### [GIVEN INSTRUCTION]
Count the lines of the records below that contain the string "smoke", and give only that number.

### [RECORDED DATA]
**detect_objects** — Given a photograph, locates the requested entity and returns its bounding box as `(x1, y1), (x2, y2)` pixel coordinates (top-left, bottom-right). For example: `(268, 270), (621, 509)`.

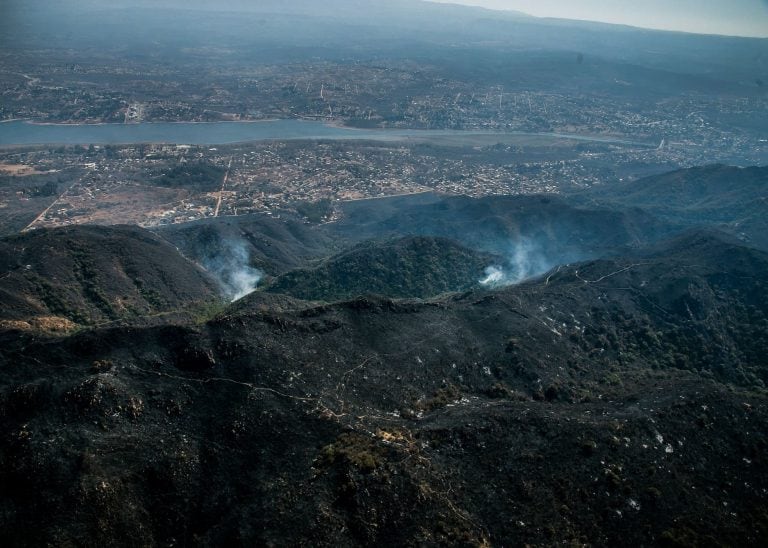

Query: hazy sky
(433, 0), (768, 37)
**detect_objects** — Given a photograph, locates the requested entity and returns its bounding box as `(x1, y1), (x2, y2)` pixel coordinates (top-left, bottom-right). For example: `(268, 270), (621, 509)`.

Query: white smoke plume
(204, 240), (264, 301)
(479, 238), (552, 287)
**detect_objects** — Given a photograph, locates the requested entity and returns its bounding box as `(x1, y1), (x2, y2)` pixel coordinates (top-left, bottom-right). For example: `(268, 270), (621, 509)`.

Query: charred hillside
(0, 232), (768, 546)
(0, 226), (218, 328)
(576, 165), (768, 249)
(266, 237), (499, 301)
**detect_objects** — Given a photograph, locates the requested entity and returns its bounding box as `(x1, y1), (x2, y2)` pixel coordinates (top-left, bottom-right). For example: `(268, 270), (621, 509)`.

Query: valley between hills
(0, 166), (768, 546)
(0, 0), (768, 548)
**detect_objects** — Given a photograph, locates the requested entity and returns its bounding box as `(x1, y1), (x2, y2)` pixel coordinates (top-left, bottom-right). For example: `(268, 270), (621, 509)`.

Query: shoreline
(0, 118), (656, 148)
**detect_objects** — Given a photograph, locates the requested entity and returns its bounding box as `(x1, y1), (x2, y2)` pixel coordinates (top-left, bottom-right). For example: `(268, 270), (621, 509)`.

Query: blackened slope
(580, 165), (768, 249)
(332, 196), (674, 264)
(155, 215), (336, 275)
(0, 233), (768, 546)
(266, 237), (497, 301)
(0, 226), (218, 324)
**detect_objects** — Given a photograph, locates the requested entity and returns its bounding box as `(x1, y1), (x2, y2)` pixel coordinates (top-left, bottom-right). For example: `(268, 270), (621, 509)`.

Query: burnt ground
(0, 232), (768, 546)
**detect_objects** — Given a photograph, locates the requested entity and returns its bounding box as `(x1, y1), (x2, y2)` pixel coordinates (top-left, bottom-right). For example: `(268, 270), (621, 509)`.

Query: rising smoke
(479, 238), (552, 287)
(203, 240), (264, 301)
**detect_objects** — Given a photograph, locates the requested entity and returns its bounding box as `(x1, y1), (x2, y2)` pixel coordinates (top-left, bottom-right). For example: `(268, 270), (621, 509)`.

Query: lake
(0, 120), (647, 146)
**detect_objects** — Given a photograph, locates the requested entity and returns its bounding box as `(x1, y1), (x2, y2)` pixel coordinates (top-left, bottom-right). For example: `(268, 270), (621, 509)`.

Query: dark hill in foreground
(0, 233), (768, 546)
(266, 237), (498, 301)
(0, 226), (218, 327)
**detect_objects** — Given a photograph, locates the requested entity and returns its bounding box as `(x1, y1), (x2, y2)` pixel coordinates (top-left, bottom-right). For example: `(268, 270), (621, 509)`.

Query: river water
(0, 120), (644, 146)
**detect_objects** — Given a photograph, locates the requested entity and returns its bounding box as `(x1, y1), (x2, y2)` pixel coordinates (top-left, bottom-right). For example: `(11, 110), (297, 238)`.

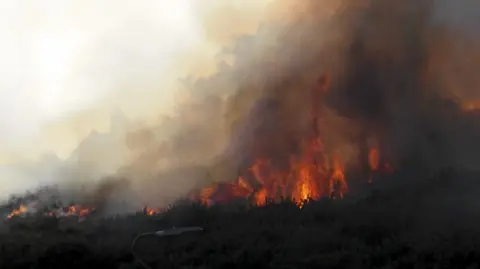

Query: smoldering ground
(3, 0), (480, 214)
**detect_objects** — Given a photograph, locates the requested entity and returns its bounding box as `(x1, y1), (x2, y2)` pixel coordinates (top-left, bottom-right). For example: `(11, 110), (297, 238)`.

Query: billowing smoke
(0, 0), (480, 214)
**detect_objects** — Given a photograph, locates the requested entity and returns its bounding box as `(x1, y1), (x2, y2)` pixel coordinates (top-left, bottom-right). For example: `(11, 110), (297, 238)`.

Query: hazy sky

### [FINISHED TASK]
3